## Task statement:
Starting with the line that contains "every dog's head.", return every line through the end of the listing below exactly as written. Omit the pictures.

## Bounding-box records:
^^^^^^^^^^^^^^^^

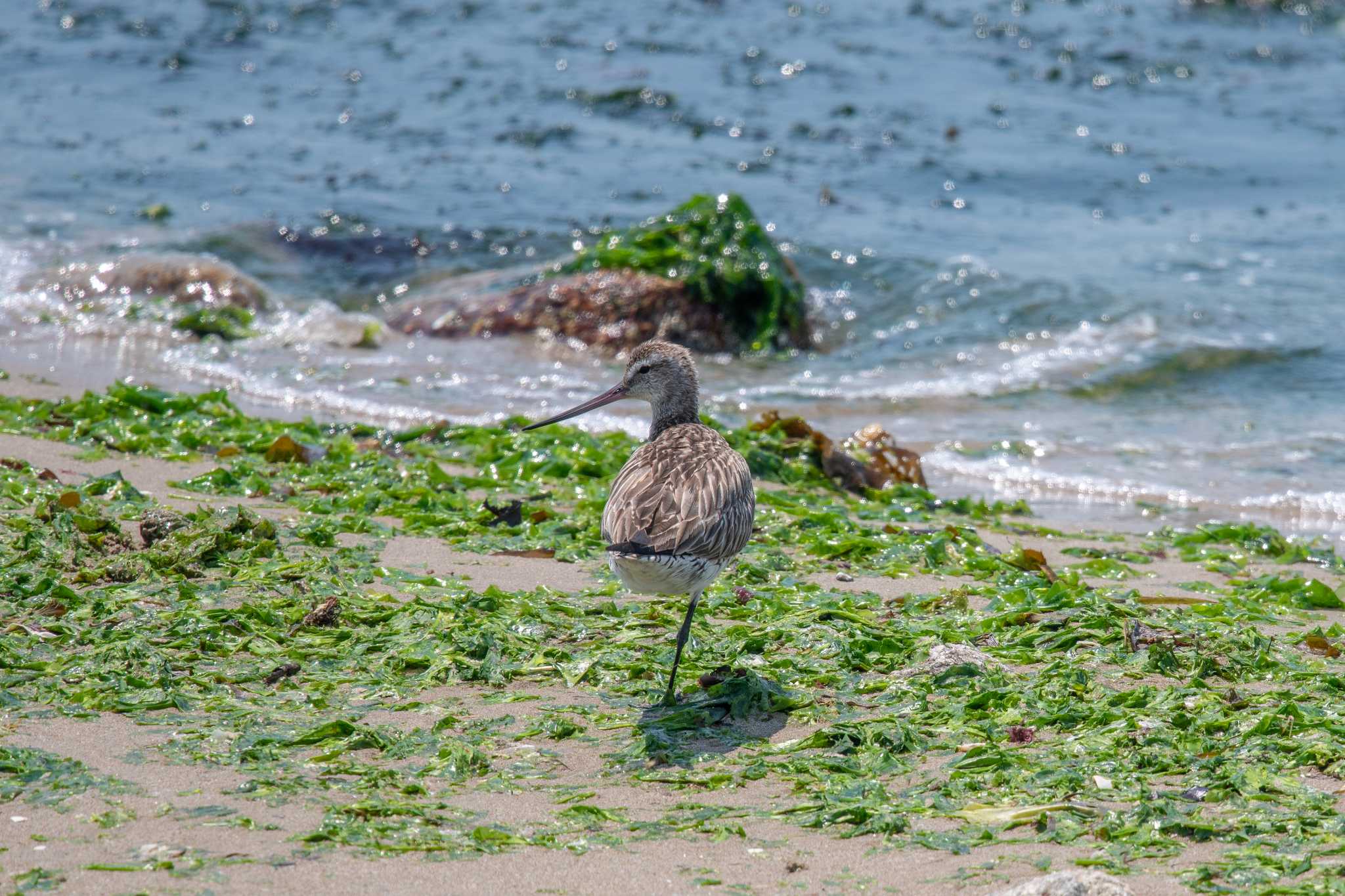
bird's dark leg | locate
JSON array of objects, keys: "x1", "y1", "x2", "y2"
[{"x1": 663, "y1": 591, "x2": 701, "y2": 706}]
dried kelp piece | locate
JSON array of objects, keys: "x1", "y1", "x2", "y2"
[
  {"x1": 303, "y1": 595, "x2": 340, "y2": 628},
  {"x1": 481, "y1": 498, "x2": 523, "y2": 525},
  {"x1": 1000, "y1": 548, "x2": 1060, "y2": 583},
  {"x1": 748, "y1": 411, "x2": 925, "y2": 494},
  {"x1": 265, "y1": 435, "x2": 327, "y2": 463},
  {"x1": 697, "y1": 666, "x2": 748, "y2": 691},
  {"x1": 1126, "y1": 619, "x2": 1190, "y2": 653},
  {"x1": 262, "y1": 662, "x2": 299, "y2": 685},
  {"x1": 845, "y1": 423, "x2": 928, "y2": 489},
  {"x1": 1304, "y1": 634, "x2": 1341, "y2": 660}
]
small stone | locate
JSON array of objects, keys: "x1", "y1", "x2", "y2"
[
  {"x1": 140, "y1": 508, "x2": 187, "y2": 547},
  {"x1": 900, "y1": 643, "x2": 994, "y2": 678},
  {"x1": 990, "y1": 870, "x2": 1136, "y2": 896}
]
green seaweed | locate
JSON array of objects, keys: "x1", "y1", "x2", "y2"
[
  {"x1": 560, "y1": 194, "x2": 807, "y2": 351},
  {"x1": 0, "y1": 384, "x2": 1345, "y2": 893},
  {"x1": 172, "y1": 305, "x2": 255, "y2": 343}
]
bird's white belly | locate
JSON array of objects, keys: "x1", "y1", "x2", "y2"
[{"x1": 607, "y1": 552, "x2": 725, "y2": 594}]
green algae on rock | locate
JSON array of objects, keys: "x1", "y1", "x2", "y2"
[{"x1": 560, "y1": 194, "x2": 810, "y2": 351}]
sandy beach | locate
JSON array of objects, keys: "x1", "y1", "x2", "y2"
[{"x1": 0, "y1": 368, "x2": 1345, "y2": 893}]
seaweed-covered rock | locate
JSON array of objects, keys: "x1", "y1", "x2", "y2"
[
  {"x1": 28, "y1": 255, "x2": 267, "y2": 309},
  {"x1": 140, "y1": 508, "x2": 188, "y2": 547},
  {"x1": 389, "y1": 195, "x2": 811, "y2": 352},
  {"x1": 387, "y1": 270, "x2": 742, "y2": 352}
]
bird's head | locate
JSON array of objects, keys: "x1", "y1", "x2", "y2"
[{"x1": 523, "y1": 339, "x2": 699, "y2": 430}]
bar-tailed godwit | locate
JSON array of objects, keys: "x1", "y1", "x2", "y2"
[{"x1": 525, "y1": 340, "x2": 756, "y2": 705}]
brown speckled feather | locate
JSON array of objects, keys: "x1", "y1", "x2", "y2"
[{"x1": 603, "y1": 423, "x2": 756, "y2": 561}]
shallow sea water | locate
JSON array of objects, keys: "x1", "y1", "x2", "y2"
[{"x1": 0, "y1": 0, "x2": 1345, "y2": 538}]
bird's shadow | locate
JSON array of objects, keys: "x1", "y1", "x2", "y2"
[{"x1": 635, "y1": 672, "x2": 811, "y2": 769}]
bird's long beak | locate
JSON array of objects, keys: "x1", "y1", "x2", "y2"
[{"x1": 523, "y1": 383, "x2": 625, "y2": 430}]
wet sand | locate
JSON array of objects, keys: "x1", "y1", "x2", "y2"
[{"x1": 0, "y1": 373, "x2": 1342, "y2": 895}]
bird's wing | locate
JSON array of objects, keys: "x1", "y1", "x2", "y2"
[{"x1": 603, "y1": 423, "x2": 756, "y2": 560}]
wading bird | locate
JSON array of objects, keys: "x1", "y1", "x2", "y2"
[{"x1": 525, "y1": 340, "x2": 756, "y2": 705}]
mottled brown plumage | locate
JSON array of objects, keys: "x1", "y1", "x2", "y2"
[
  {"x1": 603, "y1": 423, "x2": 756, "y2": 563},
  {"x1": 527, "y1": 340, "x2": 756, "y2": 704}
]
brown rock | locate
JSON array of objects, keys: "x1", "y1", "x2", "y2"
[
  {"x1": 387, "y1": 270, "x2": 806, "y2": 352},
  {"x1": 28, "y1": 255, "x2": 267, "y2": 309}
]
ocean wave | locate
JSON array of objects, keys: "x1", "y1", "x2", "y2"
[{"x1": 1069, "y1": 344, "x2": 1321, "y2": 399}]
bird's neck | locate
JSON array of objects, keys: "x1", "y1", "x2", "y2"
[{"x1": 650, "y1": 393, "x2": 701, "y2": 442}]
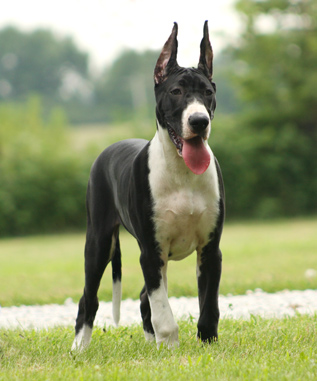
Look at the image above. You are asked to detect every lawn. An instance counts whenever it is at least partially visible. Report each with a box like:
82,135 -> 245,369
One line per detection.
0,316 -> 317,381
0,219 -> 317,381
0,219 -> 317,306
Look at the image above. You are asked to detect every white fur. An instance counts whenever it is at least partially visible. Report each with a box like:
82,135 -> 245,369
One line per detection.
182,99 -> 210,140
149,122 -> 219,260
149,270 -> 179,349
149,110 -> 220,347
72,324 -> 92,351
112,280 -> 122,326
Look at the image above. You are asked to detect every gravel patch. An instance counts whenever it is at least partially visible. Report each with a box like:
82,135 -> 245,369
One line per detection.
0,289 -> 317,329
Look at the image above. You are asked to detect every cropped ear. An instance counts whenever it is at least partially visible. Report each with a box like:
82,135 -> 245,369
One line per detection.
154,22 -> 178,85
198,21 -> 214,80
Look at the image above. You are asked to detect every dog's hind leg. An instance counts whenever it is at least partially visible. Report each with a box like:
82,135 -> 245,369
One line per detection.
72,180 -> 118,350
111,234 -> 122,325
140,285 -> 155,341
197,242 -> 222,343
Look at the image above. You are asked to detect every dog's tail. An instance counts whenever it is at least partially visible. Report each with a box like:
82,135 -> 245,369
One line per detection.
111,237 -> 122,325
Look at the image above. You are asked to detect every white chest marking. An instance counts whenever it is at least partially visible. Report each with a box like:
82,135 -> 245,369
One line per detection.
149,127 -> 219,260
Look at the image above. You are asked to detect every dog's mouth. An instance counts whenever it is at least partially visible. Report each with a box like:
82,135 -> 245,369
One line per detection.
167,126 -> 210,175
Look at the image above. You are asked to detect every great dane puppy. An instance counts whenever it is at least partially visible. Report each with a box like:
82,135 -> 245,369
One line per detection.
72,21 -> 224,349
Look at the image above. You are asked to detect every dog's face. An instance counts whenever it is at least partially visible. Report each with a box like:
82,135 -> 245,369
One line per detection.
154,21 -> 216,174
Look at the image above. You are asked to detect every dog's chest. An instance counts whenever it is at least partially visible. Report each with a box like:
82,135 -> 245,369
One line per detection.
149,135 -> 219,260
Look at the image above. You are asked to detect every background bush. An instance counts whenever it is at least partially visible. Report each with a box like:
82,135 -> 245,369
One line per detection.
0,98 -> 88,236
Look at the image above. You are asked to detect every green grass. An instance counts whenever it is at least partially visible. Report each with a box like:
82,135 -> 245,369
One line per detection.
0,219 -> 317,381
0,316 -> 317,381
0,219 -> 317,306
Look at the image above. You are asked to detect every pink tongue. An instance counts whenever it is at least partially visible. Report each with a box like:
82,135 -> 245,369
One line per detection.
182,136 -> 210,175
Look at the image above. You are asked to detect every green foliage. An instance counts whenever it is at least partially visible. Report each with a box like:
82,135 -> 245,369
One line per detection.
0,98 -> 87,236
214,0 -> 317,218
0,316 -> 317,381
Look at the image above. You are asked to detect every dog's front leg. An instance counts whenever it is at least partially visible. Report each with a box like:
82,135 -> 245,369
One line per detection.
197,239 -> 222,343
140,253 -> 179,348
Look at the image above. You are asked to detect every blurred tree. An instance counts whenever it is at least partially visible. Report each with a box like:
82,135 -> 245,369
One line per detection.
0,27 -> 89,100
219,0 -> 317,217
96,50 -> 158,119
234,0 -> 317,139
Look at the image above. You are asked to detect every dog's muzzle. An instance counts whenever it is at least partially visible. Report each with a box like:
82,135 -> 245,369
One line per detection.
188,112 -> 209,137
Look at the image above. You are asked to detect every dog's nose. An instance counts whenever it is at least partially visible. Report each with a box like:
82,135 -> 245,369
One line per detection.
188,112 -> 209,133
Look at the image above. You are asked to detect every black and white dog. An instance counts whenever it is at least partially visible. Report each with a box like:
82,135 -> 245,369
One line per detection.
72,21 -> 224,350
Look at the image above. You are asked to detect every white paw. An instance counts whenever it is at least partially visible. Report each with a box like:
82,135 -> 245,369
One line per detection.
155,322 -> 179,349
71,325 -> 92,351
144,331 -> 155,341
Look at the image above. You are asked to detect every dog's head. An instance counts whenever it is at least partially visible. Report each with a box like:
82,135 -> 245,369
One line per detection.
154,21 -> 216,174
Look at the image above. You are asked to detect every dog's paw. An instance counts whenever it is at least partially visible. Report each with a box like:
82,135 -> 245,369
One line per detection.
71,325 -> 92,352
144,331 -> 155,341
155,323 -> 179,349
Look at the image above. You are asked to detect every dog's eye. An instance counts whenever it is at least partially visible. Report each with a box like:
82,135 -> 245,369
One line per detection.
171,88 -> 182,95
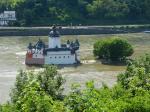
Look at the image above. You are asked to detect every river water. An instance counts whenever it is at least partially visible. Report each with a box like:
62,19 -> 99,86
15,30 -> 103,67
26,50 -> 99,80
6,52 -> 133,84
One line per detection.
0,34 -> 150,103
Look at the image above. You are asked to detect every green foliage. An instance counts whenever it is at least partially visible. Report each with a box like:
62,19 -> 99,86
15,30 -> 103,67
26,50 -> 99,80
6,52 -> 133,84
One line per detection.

^^^^^^^^^^^^^^^^

## Answer to the exercise:
Look at the image above. You are asked to detect every dog's head. An instance counts whenever it is at least partially visible. Report each with a box like:
82,135 -> 245,369
One line per detection.
154,21 -> 216,174
Look at the image above. You are asked to detect every dog's paw. An instance counts whenever it is at least partially visible. Report each with a box like:
82,135 -> 245,369
One line per detection.
71,325 -> 92,352
144,331 -> 155,341
155,323 -> 179,349
Look at the image above. You are asked to detect every dog's eye. An instance counts whenever it is at least partially visible. Report each with a box like:
82,135 -> 245,369
One line per detection.
171,88 -> 182,95
Look at the image above. You are asked to detect every river water. An instance counts whenever it is at least partially visible. Report each with a box like:
62,19 -> 99,86
15,30 -> 103,67
26,50 -> 99,80
6,52 -> 133,84
One line per detection.
0,34 -> 150,103
Look at the image above. You are asked to detect every green foliage. An instance counts whenever it is at least partially visible. Report each with a box like:
62,19 -> 99,86
15,30 -> 103,67
26,50 -> 99,80
6,52 -> 133,84
One line per detection.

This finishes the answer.